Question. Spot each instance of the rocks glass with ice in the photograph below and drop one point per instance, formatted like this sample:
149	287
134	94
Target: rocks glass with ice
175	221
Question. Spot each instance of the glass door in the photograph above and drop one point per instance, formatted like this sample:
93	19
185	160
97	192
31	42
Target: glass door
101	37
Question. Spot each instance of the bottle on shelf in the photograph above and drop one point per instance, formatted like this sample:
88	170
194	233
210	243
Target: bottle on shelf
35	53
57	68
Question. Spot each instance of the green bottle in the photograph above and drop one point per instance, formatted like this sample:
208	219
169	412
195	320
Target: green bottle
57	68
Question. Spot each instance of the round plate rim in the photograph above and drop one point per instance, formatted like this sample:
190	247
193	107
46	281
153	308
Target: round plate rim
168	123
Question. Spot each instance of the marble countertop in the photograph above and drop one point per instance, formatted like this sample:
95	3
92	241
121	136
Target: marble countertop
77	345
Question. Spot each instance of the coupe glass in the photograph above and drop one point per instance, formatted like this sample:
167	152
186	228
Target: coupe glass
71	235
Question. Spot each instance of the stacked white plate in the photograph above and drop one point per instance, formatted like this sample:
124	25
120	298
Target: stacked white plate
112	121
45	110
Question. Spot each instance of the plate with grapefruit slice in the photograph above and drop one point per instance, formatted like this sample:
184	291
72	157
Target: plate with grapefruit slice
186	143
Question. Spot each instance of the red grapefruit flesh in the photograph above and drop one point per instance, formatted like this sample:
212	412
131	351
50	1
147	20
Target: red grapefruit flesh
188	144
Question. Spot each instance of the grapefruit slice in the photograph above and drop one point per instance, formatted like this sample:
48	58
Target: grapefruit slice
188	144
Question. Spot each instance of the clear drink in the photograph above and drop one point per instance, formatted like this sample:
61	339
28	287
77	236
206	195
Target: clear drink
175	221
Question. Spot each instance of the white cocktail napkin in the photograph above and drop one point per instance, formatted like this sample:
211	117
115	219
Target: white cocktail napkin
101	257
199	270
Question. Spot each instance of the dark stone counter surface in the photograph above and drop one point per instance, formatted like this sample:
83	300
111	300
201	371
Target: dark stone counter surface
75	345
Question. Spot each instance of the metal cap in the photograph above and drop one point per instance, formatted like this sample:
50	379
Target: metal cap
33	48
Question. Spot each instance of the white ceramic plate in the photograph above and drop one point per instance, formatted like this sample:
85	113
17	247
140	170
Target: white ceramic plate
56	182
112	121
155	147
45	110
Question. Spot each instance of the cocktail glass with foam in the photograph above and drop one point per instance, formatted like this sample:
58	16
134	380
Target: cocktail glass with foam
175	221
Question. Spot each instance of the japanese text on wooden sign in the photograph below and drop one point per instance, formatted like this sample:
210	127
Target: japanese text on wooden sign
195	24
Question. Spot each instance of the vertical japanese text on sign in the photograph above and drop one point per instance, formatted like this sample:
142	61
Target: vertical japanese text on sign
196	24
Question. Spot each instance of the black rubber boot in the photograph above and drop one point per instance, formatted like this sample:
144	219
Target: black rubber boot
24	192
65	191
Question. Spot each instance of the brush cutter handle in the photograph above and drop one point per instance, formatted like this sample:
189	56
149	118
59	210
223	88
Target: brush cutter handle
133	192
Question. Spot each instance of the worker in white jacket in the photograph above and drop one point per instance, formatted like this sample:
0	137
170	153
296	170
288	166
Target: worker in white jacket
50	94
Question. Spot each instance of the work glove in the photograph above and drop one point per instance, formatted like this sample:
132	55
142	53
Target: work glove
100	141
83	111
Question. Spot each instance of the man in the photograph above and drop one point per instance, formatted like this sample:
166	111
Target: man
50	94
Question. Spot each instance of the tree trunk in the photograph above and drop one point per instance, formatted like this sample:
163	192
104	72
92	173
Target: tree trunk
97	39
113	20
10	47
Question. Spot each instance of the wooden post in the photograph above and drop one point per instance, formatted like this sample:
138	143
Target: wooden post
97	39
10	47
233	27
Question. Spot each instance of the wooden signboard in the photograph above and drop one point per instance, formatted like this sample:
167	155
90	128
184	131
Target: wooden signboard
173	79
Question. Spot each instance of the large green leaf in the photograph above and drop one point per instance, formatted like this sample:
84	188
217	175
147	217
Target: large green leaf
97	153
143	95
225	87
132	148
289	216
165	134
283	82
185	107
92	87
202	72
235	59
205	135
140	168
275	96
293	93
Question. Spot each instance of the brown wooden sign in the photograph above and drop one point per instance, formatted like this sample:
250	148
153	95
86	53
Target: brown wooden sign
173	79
----------
*TO DO*: Every line of the material must be returned exactly as it appears.

*TASK OUTPUT*:
Question. Spot each instance of the rocks glass with ice in the photograph below and drop one point per instance, formatted like this sample:
149	287
134	94
Target: rocks glass with ice
175	221
Question. Spot each instance of the glass door in the photograph above and drop one point per instance, formatted like this sample:
93	19
185	160
97	192
31	42
Target: glass door
101	37
Question. Spot each instance of the bottle on shelf in the photograph above and drop one point per instance, formatted like this sample:
88	170
194	233
210	243
Target: bottle on shelf
35	53
57	68
Question. Spot each instance of the green bottle in the photograph above and drop one point per instance, formatted like this sample:
208	219
169	412
195	320
Target: green bottle
57	68
Question. Spot each instance of the round plate rim in the photograph above and drop one point per instance, formatted like this sample:
190	247
193	107
46	281
153	308
Target: round plate rim
168	123
Question. Spot each instance of the marble countertop in the photograph above and drop one point per instance, formatted like this sample:
95	3
92	241
121	136
Target: marble countertop
77	345
Question. Spot each instance of the coupe glass in the photograph above and drop one point per instance, formatted like this sample:
167	152
186	228
Target: coupe glass
71	235
Question. Spot each instance of the stacked white plate in the photograph above and drop one point per instance, formatted like this sample:
124	25
120	298
Target: stacked white plate
112	121
45	110
Question. Spot each instance of the plate with grapefruit slice in the photograph above and drop one point per instance, formatted like this sample:
184	291
72	157
Target: plate with grapefruit slice
186	143
Question. Spot each instance of the red grapefruit flesh in the photograph above and drop one point per instance, formatted like this sample:
212	412
131	351
50	1
147	20
Target: red grapefruit flesh
188	144
Question. Spot each instance of the grapefruit slice in the photograph above and drop one point per instance, formatted like this sample:
48	58
Target: grapefruit slice
188	144
Question. Spot each instance of the clear drink in the photograph above and drop one point per instance, formatted like this sample:
61	339
28	287
77	236
206	195
Target: clear drink
175	221
Question. Spot each instance of the white cocktail napkin in the photograph above and drop one point per instance, formatted like this sample:
211	117
115	219
Target: white cocktail napkin
101	257
199	270
Question. Spot each instance of the dark stone counter surface in the photograph above and drop one point per instance, formatted like this sample:
83	300
111	300
201	371
Target: dark stone counter surface
75	345
Question. Spot each instance of the metal cap in the photograph above and drop one point per instance, formatted like this sample:
50	379
Target: metal cap
33	48
Question. Spot each instance of the white ceramic plate in the photograph above and drop one point per instance, formatted like this sample:
85	113
17	247
140	170
Target: white ceramic plate
56	182
112	121
155	147
45	110
Question. Spot each instance of the cocktail glass with foam in the photograph above and drop one point per instance, formatted like this sample:
58	16
134	380
Target: cocktail glass with foam
175	221
Question. Spot each instance of the japanese text on wooden sign in the photograph below and drop one point per instance, formatted like this sample:
210	127
Target: japanese text on wooden sign
195	24
Question. Spot each instance of the vertical japanese text on sign in the photograph above and drop one point per instance, formatted like this sample:
142	61
Target: vertical japanese text on sign
196	24
Question. Spot each instance of the black rubber boot in the photograph above and drop one point per instance, formatted like this sample:
144	219
Target: black rubber boot
24	192
65	191
Question. Spot each instance of the brush cutter handle in the photograph above and drop one point per instance, formatted like this sample:
189	56
149	118
59	210
223	88
Target: brush cutter handle
133	192
Question. Spot each instance of the worker in white jacket in the photograph above and drop one point per instance, formatted like this sample:
0	137
170	153
296	170
288	166
Target: worker in white jacket
50	94
Question. Spot each instance of the work glove in the photograph above and drop one point per instance, formatted like this sample:
132	55
142	53
Target: work glove
100	141
83	111
Question. Spot each instance of the man in the photograph above and drop one point per instance, formatted like this sample:
166	111
Target: man
50	94
Question. Spot each instance of the tree trunk in the photograph above and drop one point per instance, formatted like this sample:
163	192
104	72
92	173
Target: tree trunk
97	39
113	20
10	47
Question. Spot each instance of the wooden post in the photograph above and drop one point per instance, formatted like this sample:
138	143
Target: wooden post
97	39
10	47
233	27
Question. Spot each instance of the wooden signboard in the photograph above and drop one point per instance, formatted like this sample:
167	155
90	128
184	131
Target: wooden signboard
173	79
Question. Spot each instance of the large green leaf in the photograph above and drop one point per instance, formatted like this sample:
84	188
217	175
147	217
Target: large green leaf
97	153
143	95
225	87
132	148
289	216
165	134
283	82
185	107
92	87
202	72
235	59
205	135
140	168
275	96
293	93
Question. Spot each instance of the brown wooden sign in the photograph above and drop one point per instance, formatted like this sample:
250	148
153	95
86	53
Target: brown wooden sign
173	79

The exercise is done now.